#### [LISTA ZADAŃ]
A. Odpowiedz krótko na pytania do wpisu o pierwszym biegu ultra:
(i) W którym roku odbyła się rozmowa z Rafałem?
(ii) Na jakich zawodach organizatorzy podpatrzyli możliwość wyboru długości trasy?
(iii) Przy jakim miejscu nadchodzi decydująca chwila wyboru trasy?
B. Przepisz dokładnie fragment wpisu o pierwszym biegu ultra. Zacznij od słów „BBył rok 2012, lipcowe”, a skończ na słowach „ultra w życiu.”.

#### [TREŚĆ WPISU]
----------------------------------------

Pan Żabka Wspomina – #1: pierwsze ultra!
BBył rok 2012, lipcowe popołudnie i byłem umówiony na wspólny trening z Rafałem. Przybiegłem na miejsce zbiórki, witam się i jak to zwykle na treningu – pogaduchy. Rafał zagaił rozmowę na temat nowej imprezy biegowej: „Widziałeś informacje o Chudym Wawrzyńcu?”. Odpowiedziałem, że czytałem gdzieś artykuł o tej imprezie i ciekawie się zapowiada. Tak właśnie zaczęły się podchody pod pierwszy bieg ultra w życiu.
Na stronie organizatorów można było przeczytać:
80+ czy 50+ km?
Takiej opcji nie znajdziesz w Polsce jeszcze na żadnym biegu ultra. Podpatrzyliśmy ją na maratonach rowerowych, gdzie masz możliwość wyboru czy chcesz zjechać do zajezdni szybciej, czy porywasz się na dłuższą walkę. Nie musisz deklarować, którą trasę zrobisz. Początek jest wspólny dla wszystkich, dopiero przy Wielkiej Rycerzowej nadchodzi decydująca chwila.

----------------------------------------

#### [DOSTĘPNE DANE]

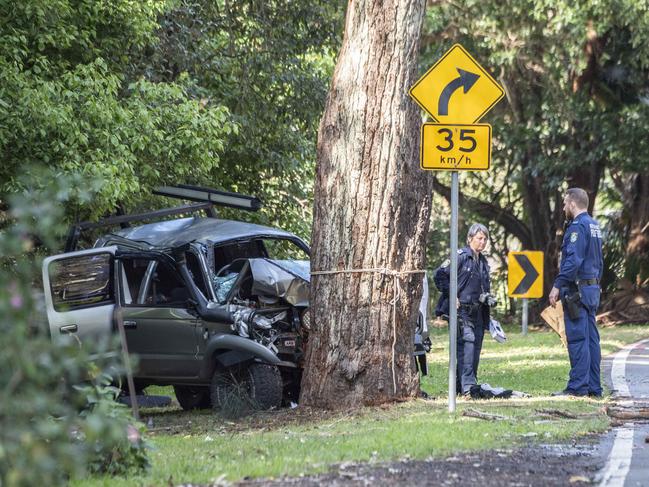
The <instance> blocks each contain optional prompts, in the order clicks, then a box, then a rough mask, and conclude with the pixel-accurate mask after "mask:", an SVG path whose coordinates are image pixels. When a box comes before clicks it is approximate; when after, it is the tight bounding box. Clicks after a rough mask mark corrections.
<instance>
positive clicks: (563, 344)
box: [541, 301, 568, 348]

----------------------------------------

#### [ODPOWIEDZI DO ZADAŃ]
A.
(i) W 2012 roku.
(ii) Na maratonach rowerowych.
(iii) Przy Wielkiej Rycerzowej.

B.
BBył rok 2012, lipcowe popołudnie i byłem umówiony na wspólny trening z Rafałem. Przybiegłem na miejsce zbiórki, witam się i jak to zwykle na treningu – pogaduchy. Rafał zagaił rozmowę na temat nowej imprezy biegowej: „Widziałeś informacje o Chudym Wawrzyńcu?”. Odpowiedziałem, że czytałem gdzieś artykuł o tej imprezie i ciekawie się zapowiada. Tak właśnie zaczęły się podchody pod pierwszy bieg ultra w życiu.